◆ **Document text**:
++++++

Source: Created by author from data compiled by Automotive News.

Whether competition has increased or decreased depends on how it is defined. The 10 largest carmakers increased their share of world production from 68% in 1990 to 75% in 2012. However, the share of world production held by the three largest carmakers declined from 36% in 1990 to 34% in 2012. The number of companies in the world producing at least one million vehicles increased from 13 in 1990 to 18 in 2012. Through a turbulent quarter-century of globalization, severe recession, and regional sharps, the lineup of major carmakers has changed remarkably little. Since 1990, the only changes in the list of 10 largest carmakers have been the takeover of two of them (Chrysler and Nissan) by two others on the list (Fiat and Renault) and the addition of Hyundai and Suzuki to fill the positions vacated by the two takeovers.

Why has there been so little movement in the lineup? On the one hand, very high capital costs are a strong barrier to entry of new large-scale producers. At the same time, the rapid increase in demand worldwide over the past quarter-century, as well as the prospect of strong growth in the future, has encouraged even unprofitable carmakers to stay in business to grab a portion of the additional sales.

The following is a review of the world’s 10 largest producers of vehicles, as of 2012, in alphabetical order.

Fiat/Chrysler

Fiat, an acronym for Fabbrica Italiana Automobili Torino, was founded in 1899 under the leadership of Giovanni Agnelli (1866–1945). The Agnelli family has remained in control of Fiat for most of its century-plus existence, either through direct management of the firm or indirectly through a family-owned holding company. Giovanni Agnelli’s great-great-grandson John Elkann became chairman in 2010. Fiat emerged early in the 20th century as Italy’s leading carmaker, primarily by focusing on high-volume, mass-produced, low-priced cars. High tariffs and trade barriers protected Fiat in its home market.

The Agnelli family has played an extremely prominent role in Italian politics, culture, and aristocratic society through the 20th century and into the twenty-first.1 Fiat especially dominates its home city of Turin. In addition to being by far the city’s largest employer for more than a century, the Fiat holding company owns the city’s principal newspaper La Stampa and its leading soccer team Juventus Football Club. The company’s iconic factory in the Lingotto district of Turin opened in 1923 and stopped producing cars in 1982, but it was remodeled by the architect Renzo Piano into a complex including a hotel, shopping mall, university, concert hall, and theater as well as corporate offices for Fiat.

++++++

◆ **Record excerpts**:
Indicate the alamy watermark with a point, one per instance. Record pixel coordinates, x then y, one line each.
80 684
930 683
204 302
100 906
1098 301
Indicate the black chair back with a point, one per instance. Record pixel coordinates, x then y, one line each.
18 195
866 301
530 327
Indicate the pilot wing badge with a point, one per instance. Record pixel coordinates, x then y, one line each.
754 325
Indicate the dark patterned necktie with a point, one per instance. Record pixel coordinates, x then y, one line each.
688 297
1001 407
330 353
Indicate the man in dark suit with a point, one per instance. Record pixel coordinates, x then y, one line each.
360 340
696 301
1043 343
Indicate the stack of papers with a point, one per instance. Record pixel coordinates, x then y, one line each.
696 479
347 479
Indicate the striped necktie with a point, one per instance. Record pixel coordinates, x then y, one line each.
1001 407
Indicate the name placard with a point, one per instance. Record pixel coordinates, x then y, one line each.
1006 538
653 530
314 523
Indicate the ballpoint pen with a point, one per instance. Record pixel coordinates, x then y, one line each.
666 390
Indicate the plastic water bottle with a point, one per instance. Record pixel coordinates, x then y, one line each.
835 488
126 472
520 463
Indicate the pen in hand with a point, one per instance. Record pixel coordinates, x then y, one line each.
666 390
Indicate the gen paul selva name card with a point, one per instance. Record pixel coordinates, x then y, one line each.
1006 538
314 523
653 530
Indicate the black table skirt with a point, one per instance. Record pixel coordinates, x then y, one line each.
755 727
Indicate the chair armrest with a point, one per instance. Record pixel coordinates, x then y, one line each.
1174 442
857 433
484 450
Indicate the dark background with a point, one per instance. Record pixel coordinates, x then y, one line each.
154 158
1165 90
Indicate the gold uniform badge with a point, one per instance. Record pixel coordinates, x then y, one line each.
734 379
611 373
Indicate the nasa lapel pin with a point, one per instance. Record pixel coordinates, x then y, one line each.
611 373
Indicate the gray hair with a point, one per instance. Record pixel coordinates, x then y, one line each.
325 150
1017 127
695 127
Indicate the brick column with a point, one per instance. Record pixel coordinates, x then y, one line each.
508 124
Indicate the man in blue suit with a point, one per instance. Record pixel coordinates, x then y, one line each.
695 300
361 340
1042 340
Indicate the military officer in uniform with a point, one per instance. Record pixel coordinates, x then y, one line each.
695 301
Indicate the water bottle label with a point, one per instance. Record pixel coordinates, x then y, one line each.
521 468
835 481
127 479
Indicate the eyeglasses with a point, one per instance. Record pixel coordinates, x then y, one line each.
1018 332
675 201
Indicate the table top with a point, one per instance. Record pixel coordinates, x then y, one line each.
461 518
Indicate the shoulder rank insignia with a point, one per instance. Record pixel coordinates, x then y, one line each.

++++++

From the carmaker passage above, reproduce word for word the portion between "Source: Created by" and "the two takeovers.", inclusive.

Source: Created by author from data compiled by Automotive News.

Whether competition has increased or decreased depends on how it is defined. The 10 largest carmakers increased their share of world production from 68% in 1990 to 75% in 2012. However, the share of world production held by the three largest carmakers declined from 36% in 1990 to 34% in 2012. The number of companies in the world producing at least one million vehicles increased from 13 in 1990 to 18 in 2012. Through a turbulent quarter-century of globalization, severe recession, and regional sharps, the lineup of major carmakers has changed remarkably little. Since 1990, the only changes in the list of 10 largest carmakers have been the takeover of two of them (Chrysler and Nissan) by two others on the list (Fiat and Renault) and the addition of Hyundai and Suzuki to fill the positions vacated by the two takeovers.